(Stored records)
===============
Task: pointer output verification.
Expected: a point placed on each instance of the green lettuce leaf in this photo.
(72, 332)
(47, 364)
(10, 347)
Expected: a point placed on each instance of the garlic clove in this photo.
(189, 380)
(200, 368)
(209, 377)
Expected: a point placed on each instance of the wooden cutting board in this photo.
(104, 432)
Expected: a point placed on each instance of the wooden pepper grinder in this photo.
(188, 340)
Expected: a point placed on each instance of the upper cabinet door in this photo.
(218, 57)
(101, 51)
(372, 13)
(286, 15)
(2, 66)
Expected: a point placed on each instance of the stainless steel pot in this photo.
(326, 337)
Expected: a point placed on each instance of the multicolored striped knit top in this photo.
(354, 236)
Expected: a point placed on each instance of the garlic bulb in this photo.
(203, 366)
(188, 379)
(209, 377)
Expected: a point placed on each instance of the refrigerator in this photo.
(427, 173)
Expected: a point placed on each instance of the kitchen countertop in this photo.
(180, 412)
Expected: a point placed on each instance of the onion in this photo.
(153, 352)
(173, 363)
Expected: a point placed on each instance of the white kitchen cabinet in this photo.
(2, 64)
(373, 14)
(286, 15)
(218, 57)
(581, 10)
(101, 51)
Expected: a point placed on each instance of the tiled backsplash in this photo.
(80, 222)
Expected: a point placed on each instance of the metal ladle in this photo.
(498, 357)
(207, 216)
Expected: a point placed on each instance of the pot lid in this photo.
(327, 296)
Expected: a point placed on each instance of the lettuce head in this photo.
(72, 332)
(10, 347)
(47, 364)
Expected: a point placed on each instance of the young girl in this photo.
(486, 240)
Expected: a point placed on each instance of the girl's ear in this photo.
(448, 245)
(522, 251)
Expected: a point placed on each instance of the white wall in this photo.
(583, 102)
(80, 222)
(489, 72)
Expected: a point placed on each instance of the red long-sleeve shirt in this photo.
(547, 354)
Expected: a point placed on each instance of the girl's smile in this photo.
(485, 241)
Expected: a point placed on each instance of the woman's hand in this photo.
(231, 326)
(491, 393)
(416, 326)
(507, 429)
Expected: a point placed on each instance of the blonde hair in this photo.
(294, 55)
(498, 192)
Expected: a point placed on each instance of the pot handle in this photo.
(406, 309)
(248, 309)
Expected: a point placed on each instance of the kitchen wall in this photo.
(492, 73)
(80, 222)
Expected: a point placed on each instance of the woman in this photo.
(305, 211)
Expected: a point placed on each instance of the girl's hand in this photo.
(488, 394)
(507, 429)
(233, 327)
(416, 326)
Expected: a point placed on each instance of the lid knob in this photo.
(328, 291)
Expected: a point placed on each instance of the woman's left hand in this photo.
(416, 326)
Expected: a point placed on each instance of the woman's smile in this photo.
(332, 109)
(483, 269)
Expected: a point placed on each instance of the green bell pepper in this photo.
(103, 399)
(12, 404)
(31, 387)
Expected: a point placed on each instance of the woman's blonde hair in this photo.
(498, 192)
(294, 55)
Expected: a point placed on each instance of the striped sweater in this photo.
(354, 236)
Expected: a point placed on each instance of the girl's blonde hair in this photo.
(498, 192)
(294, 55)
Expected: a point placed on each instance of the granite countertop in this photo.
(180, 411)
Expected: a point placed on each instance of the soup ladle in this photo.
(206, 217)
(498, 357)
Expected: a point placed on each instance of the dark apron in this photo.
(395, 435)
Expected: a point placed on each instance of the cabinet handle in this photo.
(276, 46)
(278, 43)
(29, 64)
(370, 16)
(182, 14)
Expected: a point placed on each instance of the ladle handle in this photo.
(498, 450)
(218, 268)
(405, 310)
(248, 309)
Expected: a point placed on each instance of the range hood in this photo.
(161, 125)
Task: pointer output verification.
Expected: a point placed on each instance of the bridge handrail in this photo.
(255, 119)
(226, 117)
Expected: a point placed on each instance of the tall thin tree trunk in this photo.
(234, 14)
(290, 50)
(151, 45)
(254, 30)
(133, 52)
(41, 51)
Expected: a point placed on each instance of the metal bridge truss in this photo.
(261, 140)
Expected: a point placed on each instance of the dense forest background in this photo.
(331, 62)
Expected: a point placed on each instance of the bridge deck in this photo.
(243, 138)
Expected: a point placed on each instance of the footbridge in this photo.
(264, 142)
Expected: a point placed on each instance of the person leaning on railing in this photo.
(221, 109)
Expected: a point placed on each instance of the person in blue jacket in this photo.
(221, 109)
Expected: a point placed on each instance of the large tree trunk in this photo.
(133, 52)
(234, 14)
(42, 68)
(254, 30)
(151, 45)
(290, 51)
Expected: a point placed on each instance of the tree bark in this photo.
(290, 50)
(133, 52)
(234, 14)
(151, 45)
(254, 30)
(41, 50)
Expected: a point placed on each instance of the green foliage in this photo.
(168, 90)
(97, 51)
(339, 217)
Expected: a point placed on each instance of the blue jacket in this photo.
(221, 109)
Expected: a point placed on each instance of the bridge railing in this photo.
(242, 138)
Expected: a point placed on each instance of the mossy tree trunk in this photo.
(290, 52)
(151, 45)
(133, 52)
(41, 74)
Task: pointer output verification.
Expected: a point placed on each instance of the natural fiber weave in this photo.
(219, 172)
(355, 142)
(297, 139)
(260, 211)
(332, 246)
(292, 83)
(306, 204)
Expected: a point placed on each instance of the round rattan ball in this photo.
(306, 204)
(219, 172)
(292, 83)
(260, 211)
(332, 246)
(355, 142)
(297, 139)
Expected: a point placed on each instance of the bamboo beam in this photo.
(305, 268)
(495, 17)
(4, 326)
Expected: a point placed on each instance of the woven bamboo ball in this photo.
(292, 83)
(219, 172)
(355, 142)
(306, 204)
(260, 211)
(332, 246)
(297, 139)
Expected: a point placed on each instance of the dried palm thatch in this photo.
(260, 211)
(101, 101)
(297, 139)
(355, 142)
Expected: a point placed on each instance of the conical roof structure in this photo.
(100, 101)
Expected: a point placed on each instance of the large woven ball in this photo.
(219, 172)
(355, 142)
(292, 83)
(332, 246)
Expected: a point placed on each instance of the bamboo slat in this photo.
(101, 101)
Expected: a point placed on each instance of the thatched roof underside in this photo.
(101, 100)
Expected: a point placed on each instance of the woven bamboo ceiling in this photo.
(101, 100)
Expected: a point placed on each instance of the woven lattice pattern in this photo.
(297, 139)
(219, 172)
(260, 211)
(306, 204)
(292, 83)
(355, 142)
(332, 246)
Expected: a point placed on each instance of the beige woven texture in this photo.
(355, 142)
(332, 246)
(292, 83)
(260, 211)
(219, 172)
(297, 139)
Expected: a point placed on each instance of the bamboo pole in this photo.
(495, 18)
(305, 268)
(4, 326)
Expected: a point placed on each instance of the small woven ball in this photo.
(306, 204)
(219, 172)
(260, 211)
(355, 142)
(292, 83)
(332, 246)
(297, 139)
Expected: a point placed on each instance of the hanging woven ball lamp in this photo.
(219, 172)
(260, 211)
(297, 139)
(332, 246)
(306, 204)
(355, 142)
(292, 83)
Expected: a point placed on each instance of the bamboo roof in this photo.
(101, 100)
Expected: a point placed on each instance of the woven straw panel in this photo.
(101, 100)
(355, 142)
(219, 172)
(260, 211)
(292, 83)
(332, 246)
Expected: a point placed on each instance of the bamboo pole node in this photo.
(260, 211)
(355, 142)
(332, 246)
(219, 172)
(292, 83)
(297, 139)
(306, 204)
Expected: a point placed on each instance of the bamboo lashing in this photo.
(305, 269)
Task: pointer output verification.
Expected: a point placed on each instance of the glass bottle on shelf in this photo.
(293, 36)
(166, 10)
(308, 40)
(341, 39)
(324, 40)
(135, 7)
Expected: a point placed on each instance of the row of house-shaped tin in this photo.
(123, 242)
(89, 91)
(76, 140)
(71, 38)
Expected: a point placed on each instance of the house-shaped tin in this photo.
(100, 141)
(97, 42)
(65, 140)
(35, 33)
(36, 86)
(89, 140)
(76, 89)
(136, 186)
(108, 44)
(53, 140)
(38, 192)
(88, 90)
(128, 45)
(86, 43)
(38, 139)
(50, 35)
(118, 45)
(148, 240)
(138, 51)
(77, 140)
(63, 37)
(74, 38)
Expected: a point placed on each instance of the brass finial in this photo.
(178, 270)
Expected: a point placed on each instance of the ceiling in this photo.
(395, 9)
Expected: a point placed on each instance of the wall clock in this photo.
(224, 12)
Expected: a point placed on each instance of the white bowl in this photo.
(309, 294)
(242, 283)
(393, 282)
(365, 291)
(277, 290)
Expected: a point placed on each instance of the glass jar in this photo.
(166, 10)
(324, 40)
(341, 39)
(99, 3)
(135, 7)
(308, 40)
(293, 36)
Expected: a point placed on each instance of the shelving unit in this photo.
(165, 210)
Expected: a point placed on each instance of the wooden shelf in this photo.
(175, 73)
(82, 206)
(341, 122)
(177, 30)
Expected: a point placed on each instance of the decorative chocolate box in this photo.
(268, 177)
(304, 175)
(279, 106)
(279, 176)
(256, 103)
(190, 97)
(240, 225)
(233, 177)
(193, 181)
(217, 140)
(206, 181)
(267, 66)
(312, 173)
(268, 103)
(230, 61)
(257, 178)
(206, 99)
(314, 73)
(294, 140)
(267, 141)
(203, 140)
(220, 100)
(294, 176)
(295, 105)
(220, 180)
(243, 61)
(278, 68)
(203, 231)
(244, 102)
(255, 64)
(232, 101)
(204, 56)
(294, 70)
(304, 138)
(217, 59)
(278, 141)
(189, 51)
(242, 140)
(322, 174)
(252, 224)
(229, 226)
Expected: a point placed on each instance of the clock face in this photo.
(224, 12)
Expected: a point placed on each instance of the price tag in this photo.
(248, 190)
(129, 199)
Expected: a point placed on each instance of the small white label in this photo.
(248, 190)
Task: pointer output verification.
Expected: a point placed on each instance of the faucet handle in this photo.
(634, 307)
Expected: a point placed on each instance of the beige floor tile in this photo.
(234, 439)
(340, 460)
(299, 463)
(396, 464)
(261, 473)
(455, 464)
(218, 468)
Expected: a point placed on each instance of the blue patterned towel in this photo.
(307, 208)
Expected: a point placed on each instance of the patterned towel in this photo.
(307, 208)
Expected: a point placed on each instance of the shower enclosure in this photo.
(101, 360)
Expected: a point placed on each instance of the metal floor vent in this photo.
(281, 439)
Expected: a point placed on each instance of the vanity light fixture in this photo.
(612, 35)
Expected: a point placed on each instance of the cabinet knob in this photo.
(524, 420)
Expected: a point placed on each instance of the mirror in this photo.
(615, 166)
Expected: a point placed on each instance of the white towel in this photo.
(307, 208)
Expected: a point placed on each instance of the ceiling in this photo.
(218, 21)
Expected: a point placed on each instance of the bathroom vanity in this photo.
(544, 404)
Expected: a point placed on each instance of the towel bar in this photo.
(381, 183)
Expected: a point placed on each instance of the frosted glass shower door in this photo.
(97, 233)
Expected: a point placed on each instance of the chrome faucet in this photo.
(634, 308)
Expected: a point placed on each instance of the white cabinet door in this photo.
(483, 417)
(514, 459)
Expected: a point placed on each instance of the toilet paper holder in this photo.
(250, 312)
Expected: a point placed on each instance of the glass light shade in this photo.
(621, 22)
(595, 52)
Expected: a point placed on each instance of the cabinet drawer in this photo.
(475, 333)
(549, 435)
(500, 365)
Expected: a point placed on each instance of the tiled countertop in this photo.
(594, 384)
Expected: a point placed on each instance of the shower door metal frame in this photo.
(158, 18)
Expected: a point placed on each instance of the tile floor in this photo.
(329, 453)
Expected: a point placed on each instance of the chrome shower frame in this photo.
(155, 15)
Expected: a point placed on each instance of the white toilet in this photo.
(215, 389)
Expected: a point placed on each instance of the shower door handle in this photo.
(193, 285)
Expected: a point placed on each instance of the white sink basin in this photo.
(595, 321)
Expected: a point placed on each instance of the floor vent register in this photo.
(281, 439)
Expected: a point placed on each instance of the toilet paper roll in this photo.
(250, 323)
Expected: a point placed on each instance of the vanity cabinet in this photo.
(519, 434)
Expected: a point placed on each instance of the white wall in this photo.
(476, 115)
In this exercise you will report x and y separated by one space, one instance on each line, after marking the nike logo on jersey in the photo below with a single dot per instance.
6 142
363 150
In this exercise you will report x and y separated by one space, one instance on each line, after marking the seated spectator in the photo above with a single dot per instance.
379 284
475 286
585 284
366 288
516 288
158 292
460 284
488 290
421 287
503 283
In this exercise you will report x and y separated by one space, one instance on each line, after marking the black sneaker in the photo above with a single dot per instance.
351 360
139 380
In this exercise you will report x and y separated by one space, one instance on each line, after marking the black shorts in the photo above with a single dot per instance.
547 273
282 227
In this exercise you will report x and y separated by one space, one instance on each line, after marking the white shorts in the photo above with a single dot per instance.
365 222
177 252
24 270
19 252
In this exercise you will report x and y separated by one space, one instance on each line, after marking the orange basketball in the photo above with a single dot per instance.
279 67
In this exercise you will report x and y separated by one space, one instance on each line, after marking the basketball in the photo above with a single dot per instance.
===============
ASSIGNMENT.
Nothing but the lines from the one containing "marking the white" through the end of the entries belongs in the answer; repeat them exactly.

ANSWER TO THE PROBLEM.
In this exercise you will report x and y separated by one space, one instance on each line, after marking the white shorts in the photo above with a single dot per instance.
365 222
177 252
24 270
19 252
In this exercise you will report x and y separated by one space, one instance on each line, after marking the orange basketball in the photo above with a single dot per instance.
279 67
In this exercise you will report x and y separated by one space, one instance on each line, after marking the basketball in the photo above with a single dot per instance.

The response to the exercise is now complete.